▸ Directions
Copy out the wiktextract package description below word for word, from its first line to its last.

▸ Source text

------------------------------------------------

Metadata-Version: 2.1
Name: wiktextract
Version: 0.1.2
Summary: Wiktionary dump file parser and multilingual data extractor
Home-page: https://clausal.com
Author: Tatu Ylonen
Author-email: ylo@clausal.com
License: MIT
Download-URL: https://github.com/tatuylonen/wiktextract
Description: # Wiktextract
        
        Wiktionary dump file parser and multilingual data extractor
        
        ## Overview
        
        Thois is a Python3 package for extracting information from Wiktionary
        data dumps.  It reads the
        ``enwiktionary-<date>-pages-articles.xml.bz2`` file (or corresponding
        files from other wiktionaries) and returns Python dictionaries
        containing most of the information from Wiktionary.
        
        The library is capable of extracting information for any language.
        However, so far it has mostly been tested with English and Finnish,
        and to some extent German and Spanish.  Changes to extract information
        for any additional languages are likely to be small.  Basic
        information extraction most likely works out of the box for any
        language.
        
        The library extracts glosses, parts-of-speech, declension/conjugation
        information where available, translations for all languages when
        available, pronunciations (including audio file links), qualifiers
        including usage notes, word forms, links between words including
        hypernyms, hyponyms, holonyms, meronyms, related words, derived terms,
        compounds, alternative forms, etc.  Links to Wikipedia pages, Wikidata
        identifiers, and other such data are also extracted when available.

------------------------------------------------

▸ Data provided
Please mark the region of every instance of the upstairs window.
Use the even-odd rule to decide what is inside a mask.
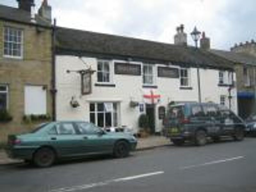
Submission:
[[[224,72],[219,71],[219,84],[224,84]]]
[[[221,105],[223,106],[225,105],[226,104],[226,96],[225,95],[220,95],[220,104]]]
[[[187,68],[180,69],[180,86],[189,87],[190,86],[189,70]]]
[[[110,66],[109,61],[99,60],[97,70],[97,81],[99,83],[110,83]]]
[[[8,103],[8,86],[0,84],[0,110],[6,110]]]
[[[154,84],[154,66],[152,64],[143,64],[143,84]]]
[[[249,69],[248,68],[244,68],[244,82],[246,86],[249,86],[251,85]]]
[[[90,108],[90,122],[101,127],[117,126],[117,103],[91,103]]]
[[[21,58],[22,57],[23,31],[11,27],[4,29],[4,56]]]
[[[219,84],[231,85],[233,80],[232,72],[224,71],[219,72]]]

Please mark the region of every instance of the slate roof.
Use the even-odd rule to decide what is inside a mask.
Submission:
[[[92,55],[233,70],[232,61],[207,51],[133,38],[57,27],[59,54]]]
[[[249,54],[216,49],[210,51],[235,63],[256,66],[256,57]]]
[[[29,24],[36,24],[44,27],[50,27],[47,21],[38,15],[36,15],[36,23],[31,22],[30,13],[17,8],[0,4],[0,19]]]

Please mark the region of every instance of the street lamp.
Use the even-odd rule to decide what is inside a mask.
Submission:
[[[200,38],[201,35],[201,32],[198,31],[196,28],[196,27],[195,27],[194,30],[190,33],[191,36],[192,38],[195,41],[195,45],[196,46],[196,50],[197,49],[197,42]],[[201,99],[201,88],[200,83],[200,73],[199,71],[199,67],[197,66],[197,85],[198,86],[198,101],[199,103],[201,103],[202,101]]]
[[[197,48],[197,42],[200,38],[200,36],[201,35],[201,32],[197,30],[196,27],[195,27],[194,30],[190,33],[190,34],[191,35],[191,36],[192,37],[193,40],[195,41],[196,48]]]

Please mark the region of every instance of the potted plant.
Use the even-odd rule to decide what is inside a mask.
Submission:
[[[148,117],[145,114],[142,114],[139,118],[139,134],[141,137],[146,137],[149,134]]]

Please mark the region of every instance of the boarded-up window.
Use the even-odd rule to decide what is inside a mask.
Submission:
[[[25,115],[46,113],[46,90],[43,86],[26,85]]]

------------------------------------------------

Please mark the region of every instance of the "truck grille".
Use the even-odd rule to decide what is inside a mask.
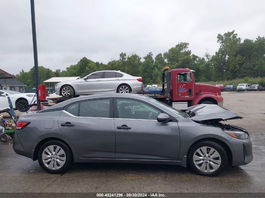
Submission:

------------------------------------------------

▸ Reply
Metadata-Version: 2.1
Name: wiktextract
Version: 0.1.2
Summary: Wiktionary dump file parser and multilingual data extractor
Home-page: https://clausal.com
Author: Tatu Ylonen
Author-email: ylo@clausal.com
License: MIT
Download-URL: https://github.com/tatuylonen/wiktextract
Description: # Wiktextract
        
        Wiktionary dump file parser and multilingual data extractor
        
        ## Overview
        
        Thois is a Python3 package for extracting information from Wiktionary
        data dumps.  It reads the
        ``enwiktionary-<date>-pages-articles.xml.bz2`` file (or corresponding
        files from other wiktionaries) and returns Python dictionaries
        containing most of the information from Wiktionary.
        
        The library is capable of extracting information for any language.
        However, so far it has mostly been tested with English and Finnish,
        and to some extent German and Spanish.  Changes to extract information
        for any additional languages are likely to be small.  Basic
        information extraction most likely works out of the box for any
        language.
        
        The library extracts glosses, parts-of-speech, declension/conjugation
        information where available, translations for all languages when
        available, pronunciations (including audio file links), qualifiers
        including usage notes, word forms, links between words including
        hypernyms, hyponyms, holonyms, meronyms, related words, derived terms,
        compounds, alternative forms, etc.  Links to Wikipedia pages, Wikidata
        identifiers, and other such data are also extracted when available.